◆ Selected passage:
Begin

And so have gay men.  When I asked Joni about Hejira, she said, “I
think it gave melancholy its proper due—the melancholy of mate bonding
difficulty. And I think that’s why it affected the gay male population
as deeply as it did. It picked up a big gay following.” I received a
bunch of mail from gay men who said their special connection to Hejira
was affirmed when they read this quote in my book.    

Like everyone, Joni is in part a product of her culture and
environment, so it can be useful to consider her life and work in terms
of identity politics.  But I'm not sure Joni is a representative woman
of her generation (any more than Georgia O'Keefe was a representative
woman of hers). That's why I'm more interested in Joni's creative
process.  
  
inkwell.vue.439 : Michelle Mercer: Will You Take Me As I Am, Joni Mitchell's Blue Period
permalink #56 of 110: Susan Sarandon, tractors, etc. (rocket) Thu 19 Apr 12 08:59
    
Prince is an enormous Joni fan, and you can really hear it in his work.
  
inkwell.vue.439 : Michelle Mercer: Will You Take Me As I Am, Joni Mitchell's Blue Period
permalink #57 of 110: Michelle Mercer (milkmaids) Thu 19 Apr 12 09:00
    
Oh, and I meant to add, after saying I'm not sure Joni is a
representative woman of her generation . . . that I think what makes
Joni's work relatable to such a variety of people is her unique
combination of poetic insight and musical expression . . . so that's
why I'm more interested in her creative process than in her gender.  
  
inkwell.vue.439 : Michelle Mercer: Will You Take Me As I Am, Joni Mitchell's Blue Period
permalink #58 of 110: Michelle Mercer (milkmaids) Thu 19 Apr 12 15:21
    
John wrote about the experience of coming to Joni's work all at once
vs. hearing each record at the time of its release.  

He asked: "Any thoughts to the differences in listening experiences?
Is there something about this with Mitchell that might be different
than with another artist?"

When I started listening to Joni's music in 1988, I discovered her
entire discography (up to that point) as a piece.  Blue, Wild Things
Run Fast, Mingus, the whole shebang.  I heard Blue, loved it.  I also
heard and appreciated Mingus, amazed that she'd written lyrics that fit
Mingus's tunes so perfectly, and that she sang more like another
instrument in the band than like a traditional vocalist.   And I heard
Wild Things Run Fast, which I didn't originally like much.  But I took
it as part of the entire Joni package.  The record wasn't a departure
from the Joni music I loved; it was just another record in her entire
body of work, one I happened not to like as well as others.  I didn't
come to it with expectations that had built year after year, release
after release.

End

◆ Tasks:
1) Reproduce the stretch of the Joni Mitchell passage from "Oh, and I meant" through "in listening experiences?".
2) Carry on the Joni Mitchell passage, picking up right after its final sentence.

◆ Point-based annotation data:
Begin

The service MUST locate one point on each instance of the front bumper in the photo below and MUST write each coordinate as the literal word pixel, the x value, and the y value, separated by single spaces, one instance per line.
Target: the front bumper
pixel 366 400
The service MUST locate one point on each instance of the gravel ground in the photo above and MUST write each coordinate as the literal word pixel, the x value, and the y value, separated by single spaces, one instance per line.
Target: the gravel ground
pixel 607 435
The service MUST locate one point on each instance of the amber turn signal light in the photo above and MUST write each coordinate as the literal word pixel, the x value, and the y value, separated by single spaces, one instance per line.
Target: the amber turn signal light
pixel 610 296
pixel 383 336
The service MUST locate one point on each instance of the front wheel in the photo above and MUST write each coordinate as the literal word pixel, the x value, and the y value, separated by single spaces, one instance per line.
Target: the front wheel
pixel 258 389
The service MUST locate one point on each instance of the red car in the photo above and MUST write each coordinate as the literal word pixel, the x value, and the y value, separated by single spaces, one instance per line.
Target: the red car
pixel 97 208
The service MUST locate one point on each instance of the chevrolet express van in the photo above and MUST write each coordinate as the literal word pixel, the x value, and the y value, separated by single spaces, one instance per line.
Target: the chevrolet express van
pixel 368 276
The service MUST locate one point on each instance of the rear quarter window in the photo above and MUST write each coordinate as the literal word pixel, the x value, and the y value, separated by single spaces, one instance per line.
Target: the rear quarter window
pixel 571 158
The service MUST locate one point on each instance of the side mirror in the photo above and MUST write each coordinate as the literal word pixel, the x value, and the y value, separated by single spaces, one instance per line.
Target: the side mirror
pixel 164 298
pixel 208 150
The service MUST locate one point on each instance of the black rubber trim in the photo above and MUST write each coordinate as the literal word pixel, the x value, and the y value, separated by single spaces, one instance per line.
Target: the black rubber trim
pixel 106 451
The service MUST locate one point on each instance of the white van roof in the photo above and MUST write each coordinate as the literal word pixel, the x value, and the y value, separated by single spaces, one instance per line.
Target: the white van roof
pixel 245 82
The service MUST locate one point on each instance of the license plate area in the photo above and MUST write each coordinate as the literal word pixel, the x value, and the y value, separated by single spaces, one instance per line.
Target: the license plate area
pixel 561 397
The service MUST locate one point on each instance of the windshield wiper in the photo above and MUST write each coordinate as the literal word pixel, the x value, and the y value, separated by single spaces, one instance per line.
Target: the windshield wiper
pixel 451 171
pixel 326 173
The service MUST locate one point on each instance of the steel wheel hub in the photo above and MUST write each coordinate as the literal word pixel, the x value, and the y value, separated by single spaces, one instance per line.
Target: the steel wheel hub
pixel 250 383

End

◆ Answers provided:
1)
Oh, and I meant to add, after saying I'm not sure Joni is a
representative woman of her generation . . . that I think what makes
Joni's work relatable to such a variety of people is her unique
combination of poetic insight and musical expression . . . so that's
why I'm more interested in her creative process than in her gender.  
  
inkwell.vue.439 : Michelle Mercer: Will You Take Me As I Am, Joni Mitchell's Blue Period
permalink #58 of 110: Michelle Mercer (milkmaids) Thu 19 Apr 12 15:21
    
John wrote about the experience of coming to Joni's work all at once
vs. hearing each record at the time of its release.  

He asked: "Any thoughts to the differences in listening experiences?

2)
I can only imagine the experience of a Joni fan who on the other hand
heard these individual albums as they were released. (Would love to
hear from more of you who did). Someone who was introduced to Joni
through Ladies of the Canyon. A year later comes Blue, which makes this
fan feel as if she's somehow tapped into his feelings and articulated
them for the first time. Fan eagerly anticipates next recording.
There's For the Roses & Court and Spark, which has a different sound,
but she's still continuing her inquiry into the nature of modern love.
It's still relatable. Then comes Hissing of Summer Lawns.  It's too
different: Joni's critiquing the upper middle classes and messing
around with Burundi drum samples?  Not only are this fan's expectations
frustrated, but because he's so closely identified with Joni's music,
because he's come to expect Joni to articulate his feelings and
experiences through her music, he even feels a little betrayed by this
new direction.  

Not saying everyone who disliked Hissing also felt betrayed, though
some fans sure did.   

Someone (David?) mentioned Miles Davis, too. Similarly, I wasn't
around to experience Miles going electric in real time.  So when I
started listening to his music, Bitches Brew was just part of the
entire Miles discography for me, along with Kind of Blue. 

   
  
inkwell.vue.439 : Michelle Mercer: Will You Take Me As I Am, Joni Mitchell's Blue Period
permalink #59 of 110: Virtual Sea Monkey (karish) Fri 20 Apr 12 06:32
    
I failed the boyfriend test in 1970 by not showing sufficient enthusiasm
for Donovan.  (Which was a bad rap; I understood his music and appreciated
it for what it was, and I'd heard more of it than she had.)

From what I could tell the women I knew then felt the songs about love
and self on Joni's first few albums so personally that they didn't need
or want to share them with men.  Or with me, anyway.  Her impossibly
high, impossibly pure singing and all those suspended chords created a
space of feelings about somewhat-idealized relationships that may not
have been directly applicable to real relationships.  I'm hearing
"Michael From Mountains" in my head while I type this.

I first heard Joni's songs sung by Judy Collins and Buffy Ste. Marie and
Tom Rush.  What made me want to go back and hear more was Dave Van Ronk's
recording of "Chelsea Morning", which showed off her amazingly catchy
rhythms and wonderfully evocative images.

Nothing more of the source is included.